**The data:**
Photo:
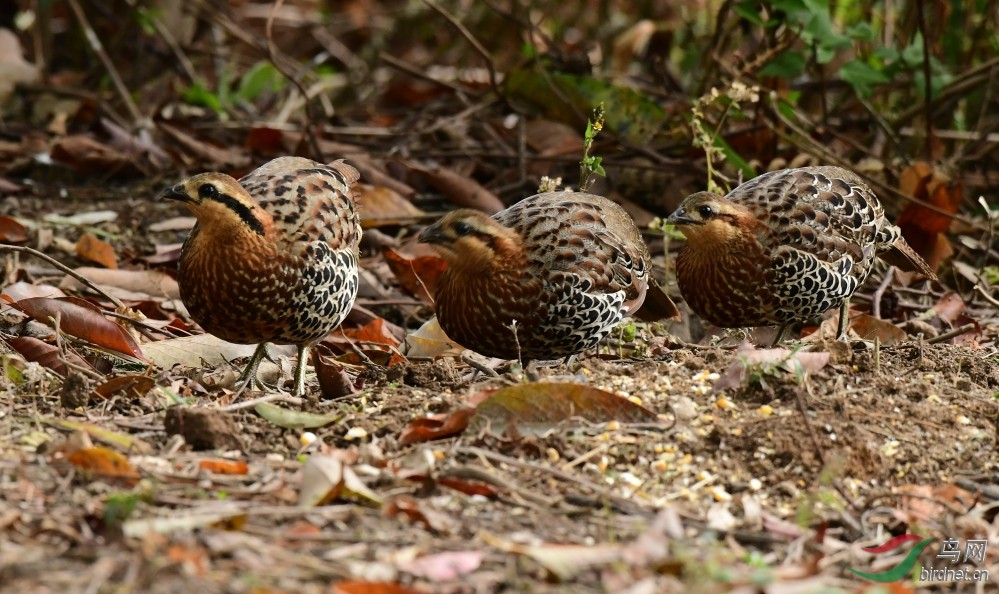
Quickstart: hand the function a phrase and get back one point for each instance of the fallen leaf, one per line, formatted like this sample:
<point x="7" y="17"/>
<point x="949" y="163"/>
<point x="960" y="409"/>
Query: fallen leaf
<point x="131" y="386"/>
<point x="427" y="428"/>
<point x="220" y="466"/>
<point x="334" y="382"/>
<point x="207" y="154"/>
<point x="419" y="276"/>
<point x="922" y="226"/>
<point x="563" y="561"/>
<point x="459" y="189"/>
<point x="949" y="307"/>
<point x="327" y="477"/>
<point x="868" y="327"/>
<point x="384" y="206"/>
<point x="442" y="567"/>
<point x="295" y="419"/>
<point x="82" y="219"/>
<point x="45" y="354"/>
<point x="780" y="359"/>
<point x="538" y="407"/>
<point x="371" y="588"/>
<point x="24" y="290"/>
<point x="122" y="441"/>
<point x="374" y="331"/>
<point x="104" y="462"/>
<point x="151" y="283"/>
<point x="179" y="522"/>
<point x="81" y="319"/>
<point x="91" y="157"/>
<point x="89" y="247"/>
<point x="204" y="350"/>
<point x="429" y="341"/>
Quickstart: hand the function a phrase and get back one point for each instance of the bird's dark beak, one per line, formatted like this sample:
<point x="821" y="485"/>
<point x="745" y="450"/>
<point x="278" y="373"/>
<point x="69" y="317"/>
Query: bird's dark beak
<point x="433" y="235"/>
<point x="176" y="193"/>
<point x="680" y="218"/>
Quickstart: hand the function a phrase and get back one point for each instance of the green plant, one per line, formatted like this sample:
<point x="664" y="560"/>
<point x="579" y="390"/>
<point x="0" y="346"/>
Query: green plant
<point x="590" y="164"/>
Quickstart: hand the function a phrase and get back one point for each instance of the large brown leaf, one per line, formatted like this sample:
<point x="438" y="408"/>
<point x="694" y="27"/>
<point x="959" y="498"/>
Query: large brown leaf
<point x="82" y="321"/>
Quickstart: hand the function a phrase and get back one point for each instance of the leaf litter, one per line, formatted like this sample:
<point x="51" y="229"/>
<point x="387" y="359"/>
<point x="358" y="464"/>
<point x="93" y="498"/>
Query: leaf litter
<point x="648" y="466"/>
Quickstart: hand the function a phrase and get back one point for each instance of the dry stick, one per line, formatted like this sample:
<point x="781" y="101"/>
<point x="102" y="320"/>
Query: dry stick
<point x="471" y="39"/>
<point x="969" y="82"/>
<point x="26" y="250"/>
<point x="98" y="47"/>
<point x="951" y="334"/>
<point x="927" y="82"/>
<point x="310" y="134"/>
<point x="879" y="293"/>
<point x="617" y="500"/>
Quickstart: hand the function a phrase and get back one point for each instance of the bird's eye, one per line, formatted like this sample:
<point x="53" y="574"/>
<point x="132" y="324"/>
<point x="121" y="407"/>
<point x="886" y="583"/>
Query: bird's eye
<point x="208" y="192"/>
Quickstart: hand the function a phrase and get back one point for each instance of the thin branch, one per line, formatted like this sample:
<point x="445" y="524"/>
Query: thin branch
<point x="272" y="53"/>
<point x="493" y="80"/>
<point x="90" y="284"/>
<point x="98" y="47"/>
<point x="927" y="83"/>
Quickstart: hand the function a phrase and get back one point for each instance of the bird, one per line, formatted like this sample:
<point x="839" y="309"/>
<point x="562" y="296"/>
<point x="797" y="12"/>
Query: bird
<point x="547" y="278"/>
<point x="785" y="246"/>
<point x="273" y="256"/>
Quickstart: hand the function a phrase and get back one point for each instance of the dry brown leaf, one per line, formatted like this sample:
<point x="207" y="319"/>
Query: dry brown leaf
<point x="868" y="327"/>
<point x="203" y="153"/>
<point x="418" y="275"/>
<point x="89" y="247"/>
<point x="92" y="157"/>
<point x="384" y="206"/>
<point x="459" y="189"/>
<point x="923" y="226"/>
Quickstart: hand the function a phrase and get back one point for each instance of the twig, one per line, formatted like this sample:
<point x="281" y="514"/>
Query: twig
<point x="951" y="334"/>
<point x="927" y="83"/>
<point x="493" y="81"/>
<point x="310" y="134"/>
<point x="880" y="291"/>
<point x="477" y="365"/>
<point x="98" y="47"/>
<point x="255" y="401"/>
<point x="22" y="249"/>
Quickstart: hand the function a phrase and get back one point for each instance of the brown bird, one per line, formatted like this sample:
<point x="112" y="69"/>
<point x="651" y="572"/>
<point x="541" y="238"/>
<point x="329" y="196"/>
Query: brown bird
<point x="273" y="256"/>
<point x="785" y="246"/>
<point x="563" y="268"/>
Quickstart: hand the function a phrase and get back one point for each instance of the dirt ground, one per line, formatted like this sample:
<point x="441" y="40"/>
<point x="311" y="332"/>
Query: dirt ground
<point x="751" y="477"/>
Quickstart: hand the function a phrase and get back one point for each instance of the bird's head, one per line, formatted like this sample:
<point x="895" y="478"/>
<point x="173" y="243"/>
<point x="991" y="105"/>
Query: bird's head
<point x="220" y="204"/>
<point x="472" y="241"/>
<point x="708" y="217"/>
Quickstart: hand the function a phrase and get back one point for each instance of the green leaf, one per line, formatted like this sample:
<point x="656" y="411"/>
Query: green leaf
<point x="862" y="76"/>
<point x="748" y="10"/>
<point x="735" y="158"/>
<point x="262" y="78"/>
<point x="786" y="65"/>
<point x="913" y="55"/>
<point x="196" y="94"/>
<point x="861" y="32"/>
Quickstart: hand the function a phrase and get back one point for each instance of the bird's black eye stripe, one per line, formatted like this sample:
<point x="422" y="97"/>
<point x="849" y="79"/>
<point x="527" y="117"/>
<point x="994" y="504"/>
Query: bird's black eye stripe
<point x="208" y="192"/>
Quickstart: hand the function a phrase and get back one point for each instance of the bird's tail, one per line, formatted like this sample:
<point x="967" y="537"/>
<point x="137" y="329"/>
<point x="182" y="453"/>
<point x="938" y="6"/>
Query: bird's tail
<point x="902" y="256"/>
<point x="657" y="306"/>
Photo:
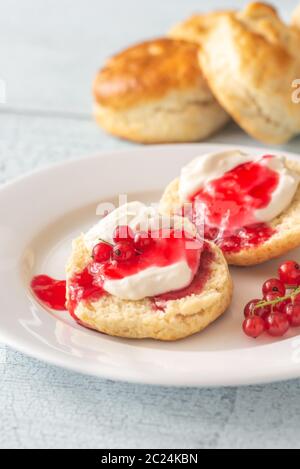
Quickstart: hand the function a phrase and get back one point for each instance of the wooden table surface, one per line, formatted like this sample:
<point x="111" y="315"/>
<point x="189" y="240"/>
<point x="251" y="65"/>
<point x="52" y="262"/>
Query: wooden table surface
<point x="49" y="53"/>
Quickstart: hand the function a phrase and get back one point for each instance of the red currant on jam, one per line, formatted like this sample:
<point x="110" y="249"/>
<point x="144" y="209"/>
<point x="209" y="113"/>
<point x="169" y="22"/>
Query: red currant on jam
<point x="123" y="233"/>
<point x="254" y="326"/>
<point x="102" y="252"/>
<point x="273" y="285"/>
<point x="142" y="241"/>
<point x="277" y="324"/>
<point x="293" y="313"/>
<point x="251" y="310"/>
<point x="123" y="251"/>
<point x="289" y="273"/>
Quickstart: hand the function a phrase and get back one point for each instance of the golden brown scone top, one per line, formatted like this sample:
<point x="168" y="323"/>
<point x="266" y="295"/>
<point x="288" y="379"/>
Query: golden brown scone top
<point x="148" y="71"/>
<point x="258" y="18"/>
<point x="197" y="26"/>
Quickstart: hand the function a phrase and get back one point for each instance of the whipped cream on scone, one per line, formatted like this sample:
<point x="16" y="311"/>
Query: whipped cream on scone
<point x="152" y="272"/>
<point x="166" y="285"/>
<point x="201" y="174"/>
<point x="250" y="203"/>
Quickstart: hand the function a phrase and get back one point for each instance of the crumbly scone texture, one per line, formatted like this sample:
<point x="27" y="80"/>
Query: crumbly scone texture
<point x="287" y="226"/>
<point x="138" y="319"/>
<point x="296" y="17"/>
<point x="155" y="92"/>
<point x="250" y="59"/>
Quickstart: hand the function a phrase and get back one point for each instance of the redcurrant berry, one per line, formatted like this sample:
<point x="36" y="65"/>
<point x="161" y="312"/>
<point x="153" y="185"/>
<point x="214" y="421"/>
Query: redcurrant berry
<point x="273" y="286"/>
<point x="293" y="314"/>
<point x="142" y="241"/>
<point x="254" y="326"/>
<point x="123" y="251"/>
<point x="289" y="273"/>
<point x="250" y="309"/>
<point x="123" y="233"/>
<point x="277" y="324"/>
<point x="102" y="252"/>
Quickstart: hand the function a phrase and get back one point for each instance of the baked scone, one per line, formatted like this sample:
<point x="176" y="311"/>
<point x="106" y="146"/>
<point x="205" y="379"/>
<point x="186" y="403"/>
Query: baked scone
<point x="278" y="235"/>
<point x="155" y="92"/>
<point x="163" y="317"/>
<point x="250" y="59"/>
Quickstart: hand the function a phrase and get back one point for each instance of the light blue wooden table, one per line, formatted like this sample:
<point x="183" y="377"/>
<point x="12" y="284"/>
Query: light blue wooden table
<point x="49" y="52"/>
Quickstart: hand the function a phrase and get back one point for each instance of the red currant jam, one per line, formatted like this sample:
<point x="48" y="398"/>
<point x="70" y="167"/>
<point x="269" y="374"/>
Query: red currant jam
<point x="50" y="292"/>
<point x="166" y="248"/>
<point x="83" y="286"/>
<point x="198" y="283"/>
<point x="231" y="202"/>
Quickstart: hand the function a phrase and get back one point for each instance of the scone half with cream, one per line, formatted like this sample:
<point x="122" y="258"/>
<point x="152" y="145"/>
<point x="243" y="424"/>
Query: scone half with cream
<point x="250" y="204"/>
<point x="137" y="274"/>
<point x="155" y="92"/>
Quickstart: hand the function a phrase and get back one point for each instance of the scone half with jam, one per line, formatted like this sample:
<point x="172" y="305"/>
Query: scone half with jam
<point x="137" y="274"/>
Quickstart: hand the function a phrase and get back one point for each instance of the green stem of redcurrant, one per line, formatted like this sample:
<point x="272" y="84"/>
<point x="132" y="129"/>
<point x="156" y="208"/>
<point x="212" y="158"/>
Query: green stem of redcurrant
<point x="262" y="304"/>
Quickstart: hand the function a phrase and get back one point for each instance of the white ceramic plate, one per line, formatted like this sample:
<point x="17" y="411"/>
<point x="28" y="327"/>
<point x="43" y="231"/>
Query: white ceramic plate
<point x="43" y="211"/>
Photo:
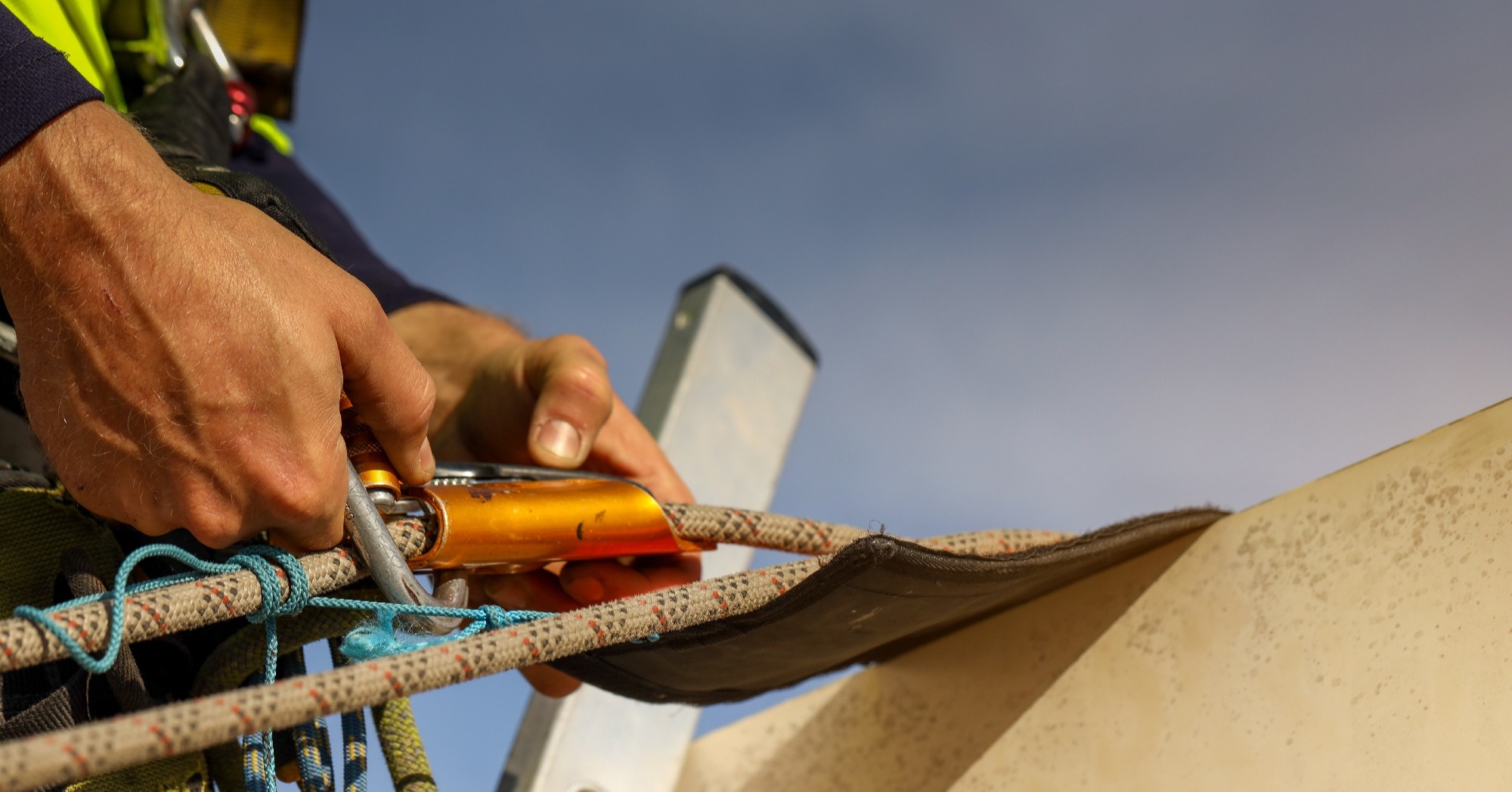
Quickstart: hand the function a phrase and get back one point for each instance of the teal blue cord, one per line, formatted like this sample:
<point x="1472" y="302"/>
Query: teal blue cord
<point x="265" y="563"/>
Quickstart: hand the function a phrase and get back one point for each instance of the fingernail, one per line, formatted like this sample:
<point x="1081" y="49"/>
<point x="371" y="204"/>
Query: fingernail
<point x="586" y="590"/>
<point x="560" y="439"/>
<point x="427" y="458"/>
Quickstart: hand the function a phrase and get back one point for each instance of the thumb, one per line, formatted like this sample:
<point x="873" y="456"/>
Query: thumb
<point x="574" y="399"/>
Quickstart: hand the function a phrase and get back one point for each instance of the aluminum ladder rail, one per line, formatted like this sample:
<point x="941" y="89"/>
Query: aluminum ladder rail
<point x="723" y="401"/>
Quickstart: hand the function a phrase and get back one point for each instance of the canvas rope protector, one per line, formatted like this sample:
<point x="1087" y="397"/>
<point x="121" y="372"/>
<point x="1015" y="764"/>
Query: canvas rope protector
<point x="385" y="661"/>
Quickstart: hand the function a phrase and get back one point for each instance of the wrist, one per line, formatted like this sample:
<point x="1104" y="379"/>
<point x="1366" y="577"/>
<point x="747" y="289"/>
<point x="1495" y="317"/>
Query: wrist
<point x="79" y="186"/>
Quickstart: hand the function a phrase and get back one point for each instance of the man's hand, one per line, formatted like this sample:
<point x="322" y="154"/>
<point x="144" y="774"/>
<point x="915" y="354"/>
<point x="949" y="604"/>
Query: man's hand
<point x="182" y="354"/>
<point x="504" y="398"/>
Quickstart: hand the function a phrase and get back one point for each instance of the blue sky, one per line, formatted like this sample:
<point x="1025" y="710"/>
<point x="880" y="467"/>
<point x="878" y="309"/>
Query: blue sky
<point x="1065" y="262"/>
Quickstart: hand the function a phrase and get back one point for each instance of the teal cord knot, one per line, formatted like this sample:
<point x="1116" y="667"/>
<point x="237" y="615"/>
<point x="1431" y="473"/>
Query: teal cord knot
<point x="267" y="563"/>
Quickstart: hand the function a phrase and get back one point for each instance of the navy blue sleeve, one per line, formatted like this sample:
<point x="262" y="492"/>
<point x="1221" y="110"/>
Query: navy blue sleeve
<point x="37" y="83"/>
<point x="347" y="245"/>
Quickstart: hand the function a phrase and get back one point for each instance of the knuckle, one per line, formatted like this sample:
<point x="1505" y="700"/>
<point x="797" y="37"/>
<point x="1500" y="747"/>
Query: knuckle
<point x="211" y="520"/>
<point x="300" y="501"/>
<point x="571" y="345"/>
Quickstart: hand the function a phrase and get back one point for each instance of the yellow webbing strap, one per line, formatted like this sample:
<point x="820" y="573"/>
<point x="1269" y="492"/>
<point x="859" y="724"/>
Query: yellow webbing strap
<point x="175" y="775"/>
<point x="75" y="27"/>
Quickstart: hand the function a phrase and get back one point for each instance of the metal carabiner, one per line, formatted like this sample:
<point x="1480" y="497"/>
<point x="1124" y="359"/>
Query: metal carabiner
<point x="389" y="569"/>
<point x="371" y="480"/>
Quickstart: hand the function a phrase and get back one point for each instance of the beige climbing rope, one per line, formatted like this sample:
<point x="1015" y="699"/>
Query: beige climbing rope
<point x="214" y="720"/>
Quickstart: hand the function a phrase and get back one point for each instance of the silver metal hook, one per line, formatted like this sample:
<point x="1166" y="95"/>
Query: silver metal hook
<point x="388" y="567"/>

**Action item:**
Of the lines above, retype only those from the line containing "Query: large brown leaf" through the line containing "dry stick, one", including both, exactly.

**Finished task:**
Query: large brown leaf
<point x="82" y="321"/>
Quickstart: hand the function a phrase and get back one point for each instance of the leaf litter, one per line, formatted like this sample:
<point x="51" y="229"/>
<point x="387" y="359"/>
<point x="358" y="464"/>
<point x="93" y="498"/>
Query: leaf litter
<point x="648" y="466"/>
Quickstart: hand the function a phrase and get back one point for each instance of the dry stick, one per line, formatted like this sample:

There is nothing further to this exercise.